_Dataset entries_

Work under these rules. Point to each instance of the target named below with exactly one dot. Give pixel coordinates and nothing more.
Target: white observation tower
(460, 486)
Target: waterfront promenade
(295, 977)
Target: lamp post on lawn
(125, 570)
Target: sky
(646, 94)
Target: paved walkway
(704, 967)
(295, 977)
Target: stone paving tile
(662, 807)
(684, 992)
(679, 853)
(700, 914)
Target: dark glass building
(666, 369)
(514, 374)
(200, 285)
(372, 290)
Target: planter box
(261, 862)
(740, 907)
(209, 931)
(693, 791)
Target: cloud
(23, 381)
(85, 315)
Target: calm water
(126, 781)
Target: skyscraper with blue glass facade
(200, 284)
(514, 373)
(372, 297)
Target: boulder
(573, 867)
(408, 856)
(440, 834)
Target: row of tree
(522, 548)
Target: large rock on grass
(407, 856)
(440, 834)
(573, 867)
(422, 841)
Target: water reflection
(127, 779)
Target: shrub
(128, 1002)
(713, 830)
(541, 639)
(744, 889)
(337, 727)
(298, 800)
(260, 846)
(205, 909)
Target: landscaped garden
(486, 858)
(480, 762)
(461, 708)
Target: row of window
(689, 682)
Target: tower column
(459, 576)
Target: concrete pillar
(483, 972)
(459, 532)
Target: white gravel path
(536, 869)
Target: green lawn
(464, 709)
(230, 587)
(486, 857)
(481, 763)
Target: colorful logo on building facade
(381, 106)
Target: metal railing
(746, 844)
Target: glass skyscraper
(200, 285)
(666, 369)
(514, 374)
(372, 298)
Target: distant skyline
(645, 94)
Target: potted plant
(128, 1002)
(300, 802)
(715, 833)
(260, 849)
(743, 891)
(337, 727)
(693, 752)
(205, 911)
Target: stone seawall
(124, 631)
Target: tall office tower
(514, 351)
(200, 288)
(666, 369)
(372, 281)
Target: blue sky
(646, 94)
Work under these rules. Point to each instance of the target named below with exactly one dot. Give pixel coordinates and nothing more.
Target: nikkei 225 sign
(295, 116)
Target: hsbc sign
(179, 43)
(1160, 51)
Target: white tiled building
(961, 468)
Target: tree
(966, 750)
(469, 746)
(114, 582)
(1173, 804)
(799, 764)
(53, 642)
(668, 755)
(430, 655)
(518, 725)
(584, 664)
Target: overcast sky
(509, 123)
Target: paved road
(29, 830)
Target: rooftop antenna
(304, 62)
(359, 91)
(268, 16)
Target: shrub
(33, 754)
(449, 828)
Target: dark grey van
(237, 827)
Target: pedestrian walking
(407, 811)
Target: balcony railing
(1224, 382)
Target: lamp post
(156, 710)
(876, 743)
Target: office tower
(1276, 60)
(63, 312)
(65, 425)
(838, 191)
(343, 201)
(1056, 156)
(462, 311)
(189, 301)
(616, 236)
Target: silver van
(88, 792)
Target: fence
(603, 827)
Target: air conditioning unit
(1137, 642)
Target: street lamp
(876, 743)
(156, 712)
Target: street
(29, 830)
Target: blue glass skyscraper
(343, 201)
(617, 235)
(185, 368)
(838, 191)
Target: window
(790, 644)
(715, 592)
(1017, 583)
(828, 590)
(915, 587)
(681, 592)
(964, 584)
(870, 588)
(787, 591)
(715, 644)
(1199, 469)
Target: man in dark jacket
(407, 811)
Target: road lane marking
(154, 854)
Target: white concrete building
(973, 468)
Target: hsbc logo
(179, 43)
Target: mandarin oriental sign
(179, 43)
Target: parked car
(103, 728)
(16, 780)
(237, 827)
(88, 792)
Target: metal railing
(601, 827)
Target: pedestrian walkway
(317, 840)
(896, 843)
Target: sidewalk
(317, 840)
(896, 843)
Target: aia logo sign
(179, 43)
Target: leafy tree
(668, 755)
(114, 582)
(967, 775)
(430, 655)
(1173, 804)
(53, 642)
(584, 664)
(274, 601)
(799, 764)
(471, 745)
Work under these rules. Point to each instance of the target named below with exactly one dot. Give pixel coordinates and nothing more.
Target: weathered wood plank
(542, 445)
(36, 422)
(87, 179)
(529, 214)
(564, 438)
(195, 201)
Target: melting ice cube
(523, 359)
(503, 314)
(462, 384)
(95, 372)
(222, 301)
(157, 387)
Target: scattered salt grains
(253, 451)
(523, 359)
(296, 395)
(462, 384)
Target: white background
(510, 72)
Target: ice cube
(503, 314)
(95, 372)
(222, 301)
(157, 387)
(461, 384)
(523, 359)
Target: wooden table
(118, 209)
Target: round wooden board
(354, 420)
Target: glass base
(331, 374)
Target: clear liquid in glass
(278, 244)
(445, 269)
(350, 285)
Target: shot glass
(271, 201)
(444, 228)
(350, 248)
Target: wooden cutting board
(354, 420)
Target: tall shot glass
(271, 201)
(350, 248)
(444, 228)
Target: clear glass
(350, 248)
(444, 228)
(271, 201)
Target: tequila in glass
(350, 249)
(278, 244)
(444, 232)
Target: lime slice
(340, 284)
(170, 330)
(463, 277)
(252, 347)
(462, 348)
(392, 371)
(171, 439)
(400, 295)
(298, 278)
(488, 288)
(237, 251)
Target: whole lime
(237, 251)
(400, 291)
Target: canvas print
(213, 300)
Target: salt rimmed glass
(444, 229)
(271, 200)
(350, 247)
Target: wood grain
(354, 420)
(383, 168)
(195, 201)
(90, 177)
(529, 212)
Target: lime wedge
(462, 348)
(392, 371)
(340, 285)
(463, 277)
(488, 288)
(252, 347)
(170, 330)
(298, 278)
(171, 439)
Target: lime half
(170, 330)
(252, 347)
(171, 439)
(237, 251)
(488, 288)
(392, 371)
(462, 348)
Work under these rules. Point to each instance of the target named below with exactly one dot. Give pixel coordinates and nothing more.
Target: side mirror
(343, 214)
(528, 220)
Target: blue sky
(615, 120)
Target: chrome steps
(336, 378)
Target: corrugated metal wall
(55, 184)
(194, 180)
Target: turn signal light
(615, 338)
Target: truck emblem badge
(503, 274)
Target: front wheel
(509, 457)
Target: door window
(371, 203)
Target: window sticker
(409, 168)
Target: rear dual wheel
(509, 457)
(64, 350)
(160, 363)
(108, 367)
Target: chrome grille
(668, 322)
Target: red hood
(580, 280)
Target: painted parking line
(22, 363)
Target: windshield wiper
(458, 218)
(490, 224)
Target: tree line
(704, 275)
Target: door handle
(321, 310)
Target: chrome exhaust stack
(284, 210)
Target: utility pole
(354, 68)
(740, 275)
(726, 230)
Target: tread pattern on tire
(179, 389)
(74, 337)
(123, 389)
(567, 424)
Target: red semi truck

_WHAT IS NEEDED_
All of the records above should be repeated exactly.

_RESULT BELOW_
Work under these rules. Point to each instance of the target named below with exactly one dot. Give pixel coordinates and nothing more.
Target: white observation tower
(460, 486)
Target: waterfront promenade
(295, 977)
Target: lamp post on lawn
(125, 570)
Target: sky
(646, 94)
Target: paved walkway
(704, 967)
(295, 977)
Target: stone paving tile
(662, 807)
(684, 992)
(679, 853)
(700, 914)
Target: dark glass building
(666, 369)
(514, 374)
(200, 285)
(372, 290)
Target: planter box
(261, 862)
(740, 907)
(209, 931)
(693, 791)
Target: cloud
(23, 381)
(85, 315)
Target: calm water
(126, 781)
Target: skyscraper with blue glass facade
(200, 284)
(514, 373)
(372, 297)
Target: boulder
(573, 867)
(408, 856)
(440, 834)
Target: row of tree
(522, 548)
Target: large rock on grass
(407, 856)
(440, 834)
(573, 867)
(422, 841)
Target: water reflection
(127, 779)
Target: shrub
(128, 1002)
(713, 830)
(541, 639)
(744, 889)
(337, 727)
(298, 800)
(260, 846)
(205, 909)
Target: landscaped garden
(486, 858)
(480, 762)
(461, 708)
Target: row of window
(689, 682)
Target: tower column
(459, 576)
Target: concrete pillar
(483, 972)
(459, 532)
Target: white gravel path
(536, 869)
Target: green lawn
(464, 709)
(230, 587)
(486, 857)
(481, 763)
Target: colorful logo on building facade
(381, 106)
Target: metal railing
(746, 844)
Target: glass skyscraper
(200, 285)
(666, 369)
(514, 374)
(372, 298)
Target: distant skyline
(645, 94)
Target: potted plant
(128, 1002)
(300, 802)
(715, 833)
(260, 849)
(743, 891)
(337, 727)
(693, 752)
(205, 911)
Target: stone seawall
(124, 631)
Target: tall office tower
(514, 351)
(200, 288)
(666, 369)
(372, 281)
Target: blue sky
(646, 94)
Work under these rules. Point to each instance of the target named below with exactly one dot. Give pixel coordinates and nothing more.
Target: nikkei 225 sign
(295, 116)
Target: hsbc sign
(179, 43)
(1160, 51)
Target: white tiled building
(961, 468)
Target: tree
(966, 750)
(469, 746)
(114, 582)
(1173, 804)
(799, 764)
(53, 642)
(668, 755)
(430, 655)
(518, 725)
(584, 664)
Target: overcast sky
(509, 123)
Target: paved road
(29, 830)
Target: rooftop antenna
(304, 62)
(359, 91)
(268, 16)
Target: shrub
(33, 754)
(449, 828)
Target: dark grey van
(237, 827)
Target: pedestrian walking
(407, 811)
Target: balcony railing
(1224, 382)
Target: lamp post
(156, 710)
(876, 743)
Target: office tower
(1276, 60)
(63, 312)
(65, 425)
(838, 191)
(343, 201)
(1056, 156)
(462, 311)
(189, 301)
(616, 236)
Target: silver van
(88, 792)
Target: fence
(603, 827)
Target: air conditioning unit
(1137, 642)
Target: street lamp
(876, 743)
(156, 712)
Target: street
(29, 830)
Target: blue glass skyscraper
(343, 201)
(617, 235)
(185, 368)
(838, 191)
Target: window
(790, 644)
(715, 592)
(1017, 583)
(828, 590)
(915, 587)
(681, 592)
(964, 584)
(870, 588)
(787, 591)
(715, 644)
(1199, 469)
Target: man in dark jacket
(407, 811)
Target: road lane marking
(154, 854)
Target: white concrete building
(973, 468)
Target: hsbc logo
(179, 43)
Target: mandarin oriental sign
(179, 43)
Target: parked car
(103, 728)
(16, 780)
(237, 827)
(88, 792)
Target: metal railing
(601, 827)
Target: pedestrian walkway
(317, 840)
(896, 843)
Target: sidewalk
(317, 840)
(896, 843)
Target: aia logo sign
(179, 43)
Target: leafy tree
(668, 755)
(114, 582)
(967, 775)
(430, 655)
(1173, 804)
(53, 642)
(584, 664)
(274, 601)
(799, 764)
(471, 745)
Work under these rules. Point to each instance of the target named below with exactly one dot. Give pixel coordinates and nothing more.
Target: weathered wood plank
(542, 445)
(36, 422)
(87, 179)
(529, 214)
(564, 438)
(195, 201)
Target: melting ice cube
(523, 359)
(503, 314)
(462, 384)
(95, 372)
(222, 301)
(157, 387)
Target: scattered salt grains
(253, 451)
(523, 359)
(296, 395)
(462, 384)
Target: white background
(510, 72)
Target: ice cube
(503, 314)
(95, 372)
(222, 301)
(157, 387)
(461, 384)
(523, 359)
Target: wooden table
(118, 209)
Target: round wooden board
(354, 420)
Target: glass base
(331, 374)
Target: clear liquid in glass
(278, 244)
(445, 269)
(350, 285)
Target: shot glass
(271, 201)
(444, 228)
(350, 248)
Target: wooden cutting board
(354, 420)
Target: tall shot glass
(271, 201)
(350, 248)
(444, 228)
Target: clear glass
(350, 248)
(444, 228)
(271, 201)
Target: tequila in glass
(350, 249)
(278, 244)
(444, 232)
Target: lime slice
(340, 284)
(170, 330)
(463, 277)
(252, 347)
(462, 348)
(392, 371)
(171, 439)
(400, 295)
(298, 278)
(488, 288)
(237, 251)
Target: whole lime
(237, 251)
(400, 291)
Target: canvas print
(213, 300)
Target: salt rimmed glass
(444, 229)
(271, 200)
(350, 247)
Target: wood grain
(354, 420)
(383, 168)
(195, 201)
(90, 177)
(529, 212)
Target: lime wedge
(462, 348)
(392, 371)
(340, 285)
(463, 277)
(488, 288)
(252, 347)
(170, 330)
(298, 278)
(171, 439)
Target: lime half
(170, 330)
(252, 347)
(171, 439)
(237, 251)
(488, 288)
(392, 371)
(462, 348)
Work under these rules. Point to each instance of the target named below with exactly one dot. Give pixel coordinates and nothing more.
Target: side mirror
(343, 214)
(528, 220)
Target: blue sky
(615, 120)
Target: chrome steps
(336, 378)
Target: corrugated metal wall
(55, 184)
(194, 180)
Target: turn signal light
(615, 338)
Target: truck emblem badge
(503, 274)
Target: front wheel
(509, 457)
Target: door window
(371, 203)
Target: window sticker
(409, 168)
Target: rear dual wheel
(509, 457)
(64, 350)
(160, 363)
(108, 367)
Target: chrome grille
(668, 322)
Target: red hood
(580, 280)
Target: painted parking line
(22, 363)
Target: windshield wiper
(458, 218)
(490, 224)
Target: tree line
(704, 275)
Target: door handle
(321, 310)
Target: chrome exhaust stack
(284, 210)
Target: utility pole
(354, 68)
(740, 275)
(726, 230)
Target: tread pattern on tire
(179, 389)
(74, 337)
(123, 389)
(567, 424)
Target: red semi truck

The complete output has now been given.